▸ **TASK DIRECTIONS**
Lay out every line of the listing below as a numbered list, leaving out any blank lines.

▸ **EXTRACTED MATERIAL**
═══
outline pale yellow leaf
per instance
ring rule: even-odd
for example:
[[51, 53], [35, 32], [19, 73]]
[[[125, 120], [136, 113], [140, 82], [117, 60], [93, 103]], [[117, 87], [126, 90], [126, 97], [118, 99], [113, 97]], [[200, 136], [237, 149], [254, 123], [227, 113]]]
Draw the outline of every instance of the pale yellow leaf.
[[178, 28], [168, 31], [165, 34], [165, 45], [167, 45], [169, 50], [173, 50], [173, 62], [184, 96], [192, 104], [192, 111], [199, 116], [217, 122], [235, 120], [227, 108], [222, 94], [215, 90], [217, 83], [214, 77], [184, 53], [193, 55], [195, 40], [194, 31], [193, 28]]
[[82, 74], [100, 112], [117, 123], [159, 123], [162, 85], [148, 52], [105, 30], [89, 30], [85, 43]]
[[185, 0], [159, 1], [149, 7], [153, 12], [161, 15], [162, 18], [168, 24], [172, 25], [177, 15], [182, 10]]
═══
▸ **CORRECT RESULT**
1. outline pale yellow leaf
2. per instance
3. ring rule: even-odd
4. for example:
5. [[51, 53], [35, 32], [19, 73]]
6. [[[125, 120], [136, 113], [140, 82], [117, 60], [93, 103]], [[117, 87], [126, 90], [126, 97], [118, 99], [113, 97]], [[200, 136], [237, 149], [254, 123], [227, 113]]]
7. Draw the outline of every instance of the pale yellow leaf.
8. [[178, 28], [168, 31], [165, 34], [165, 45], [167, 45], [169, 50], [173, 50], [173, 62], [184, 96], [192, 104], [192, 111], [199, 116], [217, 122], [235, 120], [227, 108], [222, 94], [215, 90], [217, 83], [214, 77], [184, 53], [193, 55], [195, 40], [194, 31], [193, 28]]
9. [[82, 74], [100, 112], [117, 123], [159, 123], [162, 85], [148, 52], [105, 30], [89, 30], [85, 43]]
10. [[185, 0], [159, 1], [149, 7], [153, 12], [161, 15], [162, 18], [168, 24], [172, 25], [177, 15], [182, 10]]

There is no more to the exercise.